--- Start of Text ---

COA requires that every senior complete a three-month project before graduation. This year's collection of projects rose to an extraordinary level. Students completed novels, designed houses, created plans for a housing cooperative at the college and for an international baccalaureate school in the Middle East. They studied sea ducks, monkeys, insects and liverworts, mounted art shows, made videos, enhanced the college's Beech Hill Farm internship program-and much more.

Students will be headed in many directions, some will continue to work on the efforts begun as their final projects, others will be holding down jobs in the Chicago Field Museum and Smithsonian Institution, attending graduate school in Barcelona and law school in Vermont. Yet another student will continue her studies of whale vocalizations near Mount Desert Rock under a grant from the National Aeronautics and Space Administration.

College of the Atlantic's distinctive curriculum is interdisciplinary, non-departmental and emphasizes individualized study, independent research and real world application of knowledge. Theory and practice, process and product, reflection and activism are integral to education at COA. In 2005, as part of COA's commitment to environmentalism, the college pioneered the nation's first known zero-waste graduation. In 2006, at the inauguration of President David Hales, COA's fifth president, COA became the first college in the nation to become net-zero for carbon emissions. What carbon emissions COA can't reduce or avoid will be offset by the end of the year.

--- End of Text ---
--- Start of Available data ---

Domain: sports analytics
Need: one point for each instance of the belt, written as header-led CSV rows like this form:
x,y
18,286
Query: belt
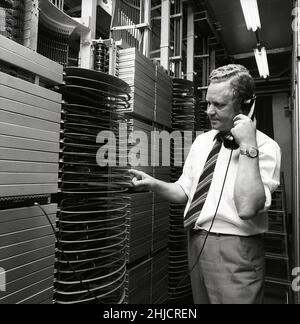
x,y
203,232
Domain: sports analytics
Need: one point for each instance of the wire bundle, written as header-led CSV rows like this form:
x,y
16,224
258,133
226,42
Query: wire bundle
x,y
101,61
91,258
183,119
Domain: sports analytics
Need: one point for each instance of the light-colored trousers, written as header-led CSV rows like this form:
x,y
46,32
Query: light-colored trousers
x,y
231,269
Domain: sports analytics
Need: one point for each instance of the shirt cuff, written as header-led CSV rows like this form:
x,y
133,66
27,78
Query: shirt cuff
x,y
185,185
268,202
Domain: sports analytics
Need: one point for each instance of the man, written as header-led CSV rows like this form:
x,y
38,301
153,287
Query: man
x,y
228,193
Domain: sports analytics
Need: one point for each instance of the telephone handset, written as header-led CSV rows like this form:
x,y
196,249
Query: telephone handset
x,y
248,108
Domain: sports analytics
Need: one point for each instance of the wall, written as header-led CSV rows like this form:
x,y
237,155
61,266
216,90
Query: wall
x,y
283,136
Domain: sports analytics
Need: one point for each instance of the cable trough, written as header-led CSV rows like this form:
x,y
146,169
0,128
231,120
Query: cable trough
x,y
91,249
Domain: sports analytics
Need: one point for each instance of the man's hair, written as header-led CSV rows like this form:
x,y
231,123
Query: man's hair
x,y
240,78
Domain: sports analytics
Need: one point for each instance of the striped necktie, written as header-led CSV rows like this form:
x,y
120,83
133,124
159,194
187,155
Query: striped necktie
x,y
203,185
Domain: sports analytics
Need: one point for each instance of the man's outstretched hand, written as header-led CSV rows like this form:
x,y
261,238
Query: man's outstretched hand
x,y
141,180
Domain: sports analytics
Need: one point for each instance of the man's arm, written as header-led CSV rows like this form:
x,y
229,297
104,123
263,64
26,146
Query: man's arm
x,y
170,191
249,192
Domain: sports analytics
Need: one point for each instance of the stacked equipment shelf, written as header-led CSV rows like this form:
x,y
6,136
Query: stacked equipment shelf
x,y
91,254
183,120
29,146
151,93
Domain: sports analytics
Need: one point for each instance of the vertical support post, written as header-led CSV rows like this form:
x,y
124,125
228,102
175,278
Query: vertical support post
x,y
147,32
31,24
296,145
165,34
88,16
212,59
180,38
190,43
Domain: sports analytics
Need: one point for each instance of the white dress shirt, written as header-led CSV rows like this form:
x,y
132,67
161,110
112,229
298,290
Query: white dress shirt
x,y
227,220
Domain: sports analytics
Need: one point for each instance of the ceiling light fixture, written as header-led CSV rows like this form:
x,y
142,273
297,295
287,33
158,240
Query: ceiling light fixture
x,y
251,14
262,62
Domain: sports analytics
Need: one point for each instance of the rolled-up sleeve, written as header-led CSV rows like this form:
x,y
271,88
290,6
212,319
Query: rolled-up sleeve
x,y
186,179
269,164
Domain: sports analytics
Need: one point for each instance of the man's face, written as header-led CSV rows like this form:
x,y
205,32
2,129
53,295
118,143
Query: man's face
x,y
222,107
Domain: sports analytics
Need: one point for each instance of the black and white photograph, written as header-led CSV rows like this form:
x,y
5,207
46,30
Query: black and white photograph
x,y
149,155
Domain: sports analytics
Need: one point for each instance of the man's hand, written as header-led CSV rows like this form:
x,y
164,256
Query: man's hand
x,y
244,131
141,180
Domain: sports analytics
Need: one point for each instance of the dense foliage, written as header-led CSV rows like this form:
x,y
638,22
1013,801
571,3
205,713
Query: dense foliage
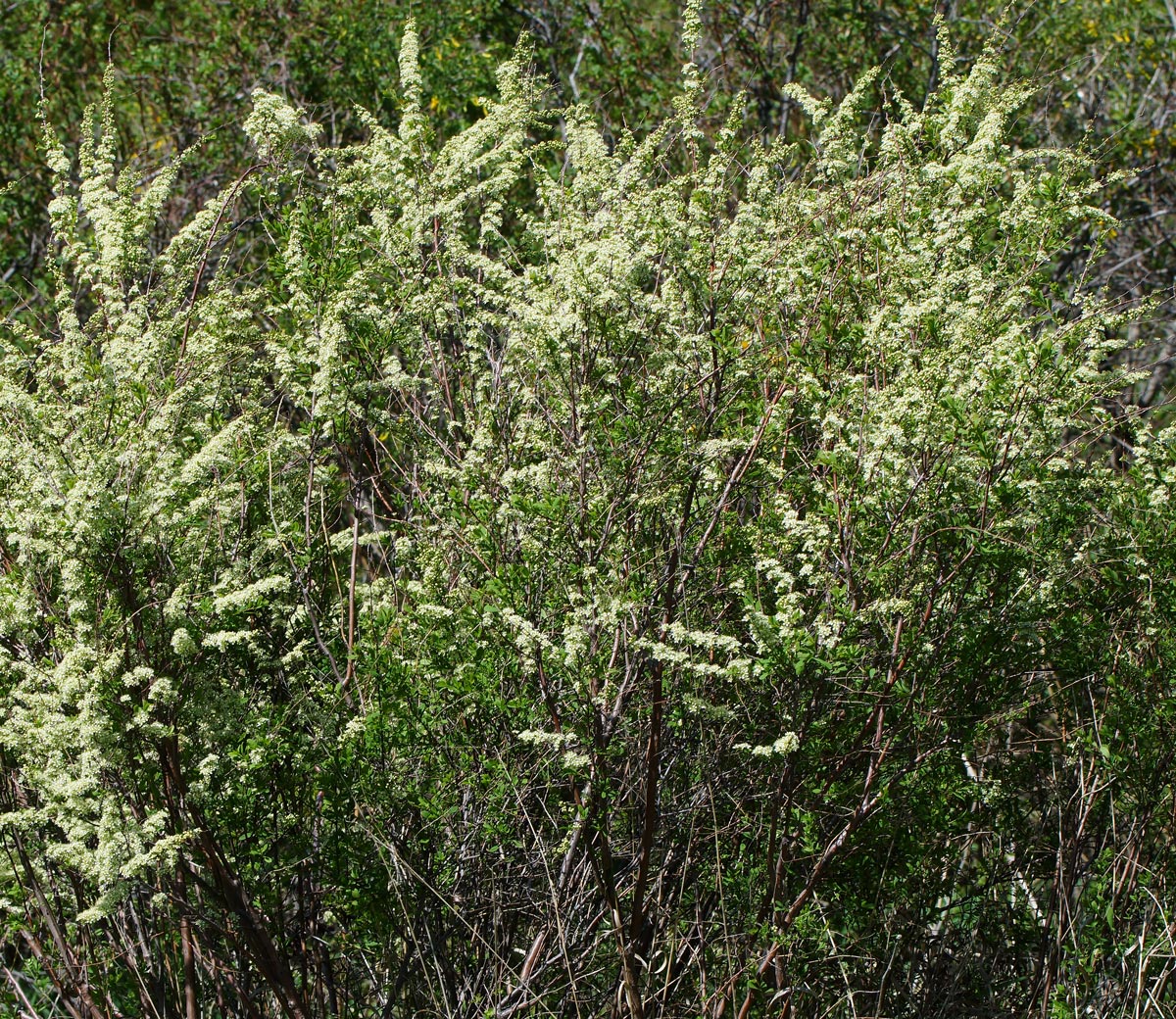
x,y
506,565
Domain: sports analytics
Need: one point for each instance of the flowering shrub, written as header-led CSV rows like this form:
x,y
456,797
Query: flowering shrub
x,y
679,578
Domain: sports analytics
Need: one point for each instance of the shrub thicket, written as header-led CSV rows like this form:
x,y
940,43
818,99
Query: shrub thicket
x,y
671,577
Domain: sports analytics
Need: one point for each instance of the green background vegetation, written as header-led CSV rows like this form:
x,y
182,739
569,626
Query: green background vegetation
x,y
569,534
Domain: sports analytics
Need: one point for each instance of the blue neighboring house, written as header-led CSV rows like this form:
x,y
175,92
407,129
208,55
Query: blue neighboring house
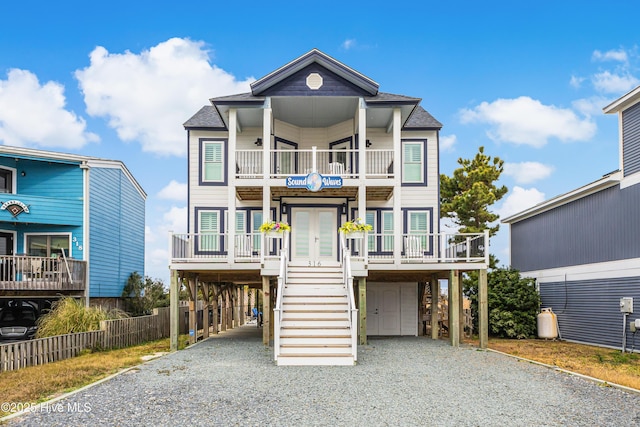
x,y
583,247
69,225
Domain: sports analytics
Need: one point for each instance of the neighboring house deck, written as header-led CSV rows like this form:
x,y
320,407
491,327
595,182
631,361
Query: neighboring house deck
x,y
316,144
69,225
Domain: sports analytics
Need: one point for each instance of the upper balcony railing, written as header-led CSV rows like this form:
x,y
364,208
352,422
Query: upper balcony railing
x,y
32,273
344,163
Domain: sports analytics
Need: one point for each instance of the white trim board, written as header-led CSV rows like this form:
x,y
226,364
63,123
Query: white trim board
x,y
595,271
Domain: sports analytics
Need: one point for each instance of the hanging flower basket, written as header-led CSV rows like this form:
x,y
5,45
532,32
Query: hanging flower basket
x,y
355,229
274,230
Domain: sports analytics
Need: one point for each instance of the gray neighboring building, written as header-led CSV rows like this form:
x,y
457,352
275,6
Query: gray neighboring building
x,y
583,247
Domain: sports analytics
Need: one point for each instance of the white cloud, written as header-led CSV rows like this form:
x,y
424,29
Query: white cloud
x,y
608,82
174,191
527,121
447,143
576,81
527,172
148,96
348,44
32,114
610,55
518,200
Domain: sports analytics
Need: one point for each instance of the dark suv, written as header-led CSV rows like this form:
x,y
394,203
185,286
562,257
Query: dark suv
x,y
18,323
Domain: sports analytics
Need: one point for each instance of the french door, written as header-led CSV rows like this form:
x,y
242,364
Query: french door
x,y
314,236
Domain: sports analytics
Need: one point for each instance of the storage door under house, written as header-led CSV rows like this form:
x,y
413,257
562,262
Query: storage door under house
x,y
314,236
392,309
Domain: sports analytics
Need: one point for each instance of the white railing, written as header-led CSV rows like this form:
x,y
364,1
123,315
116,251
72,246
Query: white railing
x,y
215,246
348,283
380,247
282,282
422,248
345,163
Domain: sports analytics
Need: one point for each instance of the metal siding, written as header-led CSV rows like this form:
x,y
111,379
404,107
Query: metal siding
x,y
589,310
597,228
631,140
332,85
116,232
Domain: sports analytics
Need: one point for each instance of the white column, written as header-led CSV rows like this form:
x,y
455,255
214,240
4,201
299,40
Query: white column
x,y
231,182
397,187
266,161
362,164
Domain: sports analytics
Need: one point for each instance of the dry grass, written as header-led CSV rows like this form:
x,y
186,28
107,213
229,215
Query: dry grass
x,y
39,383
603,363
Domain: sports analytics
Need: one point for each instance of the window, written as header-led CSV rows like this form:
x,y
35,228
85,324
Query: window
x,y
419,225
209,227
213,161
6,181
413,162
371,237
47,245
387,231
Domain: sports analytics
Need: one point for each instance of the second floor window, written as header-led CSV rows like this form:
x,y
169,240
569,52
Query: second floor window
x,y
413,162
213,161
6,181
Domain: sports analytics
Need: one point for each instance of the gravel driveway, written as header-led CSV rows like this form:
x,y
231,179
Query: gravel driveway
x,y
231,380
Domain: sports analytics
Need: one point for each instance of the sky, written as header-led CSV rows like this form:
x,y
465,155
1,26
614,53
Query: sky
x,y
117,80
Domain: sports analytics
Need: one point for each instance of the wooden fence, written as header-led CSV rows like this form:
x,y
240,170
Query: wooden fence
x,y
112,334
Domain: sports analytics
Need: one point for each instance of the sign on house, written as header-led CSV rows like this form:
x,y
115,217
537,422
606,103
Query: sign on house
x,y
314,181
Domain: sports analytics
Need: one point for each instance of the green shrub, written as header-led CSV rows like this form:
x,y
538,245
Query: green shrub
x,y
69,315
513,303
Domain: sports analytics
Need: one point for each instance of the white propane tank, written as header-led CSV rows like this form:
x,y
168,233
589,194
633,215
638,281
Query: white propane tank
x,y
547,324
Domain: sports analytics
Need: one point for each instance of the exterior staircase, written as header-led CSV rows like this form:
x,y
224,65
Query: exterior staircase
x,y
315,327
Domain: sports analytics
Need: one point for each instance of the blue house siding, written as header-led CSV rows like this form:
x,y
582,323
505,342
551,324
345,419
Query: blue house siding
x,y
589,310
598,228
631,140
116,227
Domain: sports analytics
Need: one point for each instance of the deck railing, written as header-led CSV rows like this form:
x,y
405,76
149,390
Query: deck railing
x,y
344,163
23,272
416,247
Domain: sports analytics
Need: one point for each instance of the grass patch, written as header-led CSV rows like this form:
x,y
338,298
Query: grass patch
x,y
606,364
39,383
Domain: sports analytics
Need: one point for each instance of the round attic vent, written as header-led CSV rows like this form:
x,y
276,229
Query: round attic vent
x,y
314,81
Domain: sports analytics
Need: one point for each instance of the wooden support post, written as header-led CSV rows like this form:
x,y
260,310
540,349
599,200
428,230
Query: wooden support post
x,y
241,309
214,306
435,307
206,306
229,294
193,324
454,308
223,308
266,309
460,307
483,309
174,310
362,310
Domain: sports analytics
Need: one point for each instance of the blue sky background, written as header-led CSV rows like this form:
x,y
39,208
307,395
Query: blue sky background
x,y
117,80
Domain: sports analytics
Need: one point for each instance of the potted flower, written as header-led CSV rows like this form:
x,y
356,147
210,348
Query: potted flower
x,y
274,229
355,229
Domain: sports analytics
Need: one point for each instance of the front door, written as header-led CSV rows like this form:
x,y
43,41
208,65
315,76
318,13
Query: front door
x,y
314,236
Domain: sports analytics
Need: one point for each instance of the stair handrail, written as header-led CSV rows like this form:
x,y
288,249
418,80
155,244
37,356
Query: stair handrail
x,y
282,281
348,283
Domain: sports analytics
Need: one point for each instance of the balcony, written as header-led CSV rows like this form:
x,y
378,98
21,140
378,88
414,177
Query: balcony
x,y
416,248
29,273
344,163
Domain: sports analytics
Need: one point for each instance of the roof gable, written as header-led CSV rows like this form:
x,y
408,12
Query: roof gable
x,y
319,62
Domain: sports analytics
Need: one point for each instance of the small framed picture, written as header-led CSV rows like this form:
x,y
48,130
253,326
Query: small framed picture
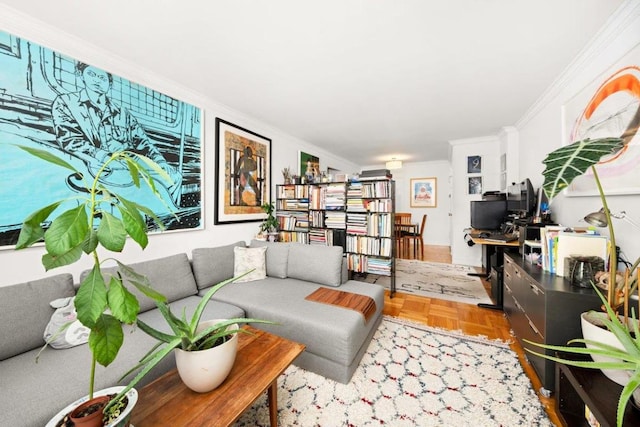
x,y
424,192
474,164
475,185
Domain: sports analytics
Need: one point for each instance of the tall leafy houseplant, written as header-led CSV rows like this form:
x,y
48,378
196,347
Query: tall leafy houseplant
x,y
562,167
270,224
185,333
87,227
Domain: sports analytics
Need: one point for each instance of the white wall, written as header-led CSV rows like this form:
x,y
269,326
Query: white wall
x,y
540,131
18,266
438,219
489,148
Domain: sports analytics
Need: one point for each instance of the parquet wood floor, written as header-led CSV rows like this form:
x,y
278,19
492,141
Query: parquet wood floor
x,y
467,318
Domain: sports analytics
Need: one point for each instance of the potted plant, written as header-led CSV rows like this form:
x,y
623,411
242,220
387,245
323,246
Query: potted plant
x,y
205,351
87,227
562,167
269,226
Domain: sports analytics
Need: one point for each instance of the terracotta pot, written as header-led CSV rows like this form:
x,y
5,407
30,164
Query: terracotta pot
x,y
94,419
204,370
121,421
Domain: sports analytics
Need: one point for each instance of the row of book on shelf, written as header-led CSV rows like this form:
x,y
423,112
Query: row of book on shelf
x,y
559,244
366,264
369,245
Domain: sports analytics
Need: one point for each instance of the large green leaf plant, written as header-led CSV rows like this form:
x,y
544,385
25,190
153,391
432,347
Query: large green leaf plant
x,y
84,228
562,167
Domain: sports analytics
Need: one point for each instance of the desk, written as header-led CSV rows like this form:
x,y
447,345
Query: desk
x,y
489,247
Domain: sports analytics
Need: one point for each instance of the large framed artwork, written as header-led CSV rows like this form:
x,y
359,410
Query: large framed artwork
x,y
608,107
82,113
424,192
243,173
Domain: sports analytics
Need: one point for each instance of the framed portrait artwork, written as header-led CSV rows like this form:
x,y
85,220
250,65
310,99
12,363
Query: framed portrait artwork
x,y
475,185
308,164
243,174
474,164
424,192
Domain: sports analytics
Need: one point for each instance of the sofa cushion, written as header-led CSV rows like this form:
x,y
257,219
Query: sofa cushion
x,y
171,276
213,265
26,311
277,257
318,264
247,259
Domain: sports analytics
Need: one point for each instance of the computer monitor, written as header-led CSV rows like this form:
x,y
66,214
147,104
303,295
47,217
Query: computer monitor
x,y
488,214
521,199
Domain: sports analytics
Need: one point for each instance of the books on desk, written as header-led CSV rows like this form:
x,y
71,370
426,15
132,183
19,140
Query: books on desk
x,y
559,243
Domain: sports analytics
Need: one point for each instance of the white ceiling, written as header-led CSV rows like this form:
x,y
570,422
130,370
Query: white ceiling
x,y
367,80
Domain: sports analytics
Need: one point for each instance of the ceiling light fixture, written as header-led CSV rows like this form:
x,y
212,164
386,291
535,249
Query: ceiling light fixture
x,y
394,164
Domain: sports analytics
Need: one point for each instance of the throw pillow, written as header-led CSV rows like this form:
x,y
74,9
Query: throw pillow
x,y
64,330
246,259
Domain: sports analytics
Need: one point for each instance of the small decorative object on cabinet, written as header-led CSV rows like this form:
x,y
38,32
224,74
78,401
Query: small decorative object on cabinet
x,y
292,212
370,244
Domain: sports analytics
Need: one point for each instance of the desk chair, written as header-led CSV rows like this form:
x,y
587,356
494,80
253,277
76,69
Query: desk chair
x,y
417,240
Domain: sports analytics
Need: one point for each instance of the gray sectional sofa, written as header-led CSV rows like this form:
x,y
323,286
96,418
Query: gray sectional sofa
x,y
335,338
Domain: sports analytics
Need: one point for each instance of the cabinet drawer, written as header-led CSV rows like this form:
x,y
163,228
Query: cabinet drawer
x,y
534,305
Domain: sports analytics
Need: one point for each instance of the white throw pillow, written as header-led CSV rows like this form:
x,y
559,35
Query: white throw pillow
x,y
246,259
64,330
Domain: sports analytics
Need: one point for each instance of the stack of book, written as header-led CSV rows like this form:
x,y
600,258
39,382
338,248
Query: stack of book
x,y
374,174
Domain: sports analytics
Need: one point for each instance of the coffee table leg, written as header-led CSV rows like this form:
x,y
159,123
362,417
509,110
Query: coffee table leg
x,y
272,395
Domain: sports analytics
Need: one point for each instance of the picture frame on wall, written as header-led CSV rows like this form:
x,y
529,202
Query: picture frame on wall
x,y
309,165
45,107
243,174
475,185
474,164
424,192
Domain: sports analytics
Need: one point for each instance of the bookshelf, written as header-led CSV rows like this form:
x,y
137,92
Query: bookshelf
x,y
370,246
327,216
292,212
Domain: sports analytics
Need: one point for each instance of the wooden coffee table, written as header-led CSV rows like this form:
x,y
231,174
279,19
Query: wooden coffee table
x,y
261,358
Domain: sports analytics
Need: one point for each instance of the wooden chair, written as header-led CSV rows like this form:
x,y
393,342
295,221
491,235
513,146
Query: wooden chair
x,y
402,220
417,239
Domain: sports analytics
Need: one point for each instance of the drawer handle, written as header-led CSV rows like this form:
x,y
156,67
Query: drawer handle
x,y
532,326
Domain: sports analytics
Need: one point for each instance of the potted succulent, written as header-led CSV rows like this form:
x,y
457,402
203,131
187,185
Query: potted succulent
x,y
88,227
269,226
620,351
204,350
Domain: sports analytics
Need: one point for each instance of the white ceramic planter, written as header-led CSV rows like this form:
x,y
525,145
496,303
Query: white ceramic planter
x,y
121,421
204,370
603,335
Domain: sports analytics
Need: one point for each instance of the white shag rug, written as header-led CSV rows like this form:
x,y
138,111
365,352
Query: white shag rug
x,y
412,375
434,280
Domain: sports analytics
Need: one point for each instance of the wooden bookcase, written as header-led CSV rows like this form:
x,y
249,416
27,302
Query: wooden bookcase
x,y
370,245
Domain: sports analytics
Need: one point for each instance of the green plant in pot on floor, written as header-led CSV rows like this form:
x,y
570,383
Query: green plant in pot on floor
x,y
269,227
562,167
204,350
87,228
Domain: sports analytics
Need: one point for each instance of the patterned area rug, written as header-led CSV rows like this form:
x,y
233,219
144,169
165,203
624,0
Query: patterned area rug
x,y
412,375
434,280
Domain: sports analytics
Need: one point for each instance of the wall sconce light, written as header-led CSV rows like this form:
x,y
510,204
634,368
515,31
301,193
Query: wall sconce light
x,y
394,164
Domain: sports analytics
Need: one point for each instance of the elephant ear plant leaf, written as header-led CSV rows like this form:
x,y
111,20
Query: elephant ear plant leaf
x,y
569,162
85,227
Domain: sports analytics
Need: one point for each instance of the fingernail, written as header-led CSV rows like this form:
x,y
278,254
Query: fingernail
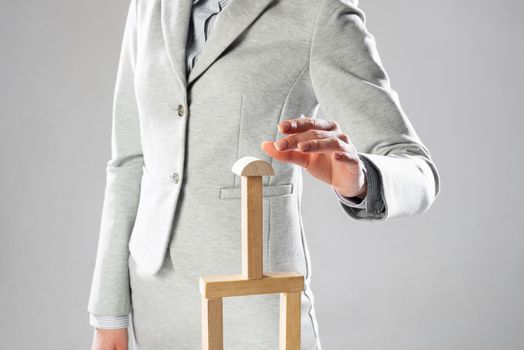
x,y
284,126
281,144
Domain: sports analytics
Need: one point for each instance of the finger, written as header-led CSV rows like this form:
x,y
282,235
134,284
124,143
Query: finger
x,y
290,142
304,123
332,144
295,157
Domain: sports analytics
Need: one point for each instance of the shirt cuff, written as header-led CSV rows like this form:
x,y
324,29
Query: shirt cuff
x,y
354,202
373,204
109,322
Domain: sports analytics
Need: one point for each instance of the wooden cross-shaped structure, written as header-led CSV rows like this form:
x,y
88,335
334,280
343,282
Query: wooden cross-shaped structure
x,y
253,279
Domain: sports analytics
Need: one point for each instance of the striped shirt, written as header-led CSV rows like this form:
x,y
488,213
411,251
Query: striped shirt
x,y
203,17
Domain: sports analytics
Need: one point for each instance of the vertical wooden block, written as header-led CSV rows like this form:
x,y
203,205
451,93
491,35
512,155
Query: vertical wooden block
x,y
212,324
252,227
290,326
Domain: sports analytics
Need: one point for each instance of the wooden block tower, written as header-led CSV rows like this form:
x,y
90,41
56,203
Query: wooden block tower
x,y
253,279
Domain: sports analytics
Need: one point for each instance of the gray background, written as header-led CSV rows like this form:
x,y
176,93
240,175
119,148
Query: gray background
x,y
452,278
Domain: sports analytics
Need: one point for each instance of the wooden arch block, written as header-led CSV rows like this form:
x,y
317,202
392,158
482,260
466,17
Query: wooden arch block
x,y
253,280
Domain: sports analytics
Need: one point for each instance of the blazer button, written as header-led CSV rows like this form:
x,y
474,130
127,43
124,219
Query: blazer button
x,y
180,110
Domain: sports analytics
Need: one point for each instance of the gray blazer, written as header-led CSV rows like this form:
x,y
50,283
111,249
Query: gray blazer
x,y
175,137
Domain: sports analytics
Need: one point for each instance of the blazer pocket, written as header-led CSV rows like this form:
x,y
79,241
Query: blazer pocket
x,y
267,191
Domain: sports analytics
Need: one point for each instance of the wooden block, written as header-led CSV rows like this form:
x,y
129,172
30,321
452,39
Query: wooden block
x,y
252,227
290,326
218,286
212,324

--- End of Available data ---

Exercise A:
Decide whether each statement below agrees with the passage on College of the Atlantic, answering yes or no and quoting the words of the passage that settle it: (i) every COA senior must finish a three-month project before graduating; (ii) COA held the nation's first known zero-waste graduation in 2006; (iii) one student will study whale vocalizations under a grant from the National Science Foundation.
Exercise B:
Filter the records, keeping only the lines that contain the string "rolled".

Exercise response A:
(i) Yes: "COA requires that every senior complete a three-month project before graduation."
(ii) No: "In 2005, as part of COA's commitment to environmentalism, the college pioneered the nation's first known zero-waste graduation."
(iii) No: "under a grant from the National Aeronautics and Space Administration."

Exercise response B:
Need: one point for each instance of the rolled-up sleeve, written as header-led CSV rows like this form:
Query: rolled-up sleeve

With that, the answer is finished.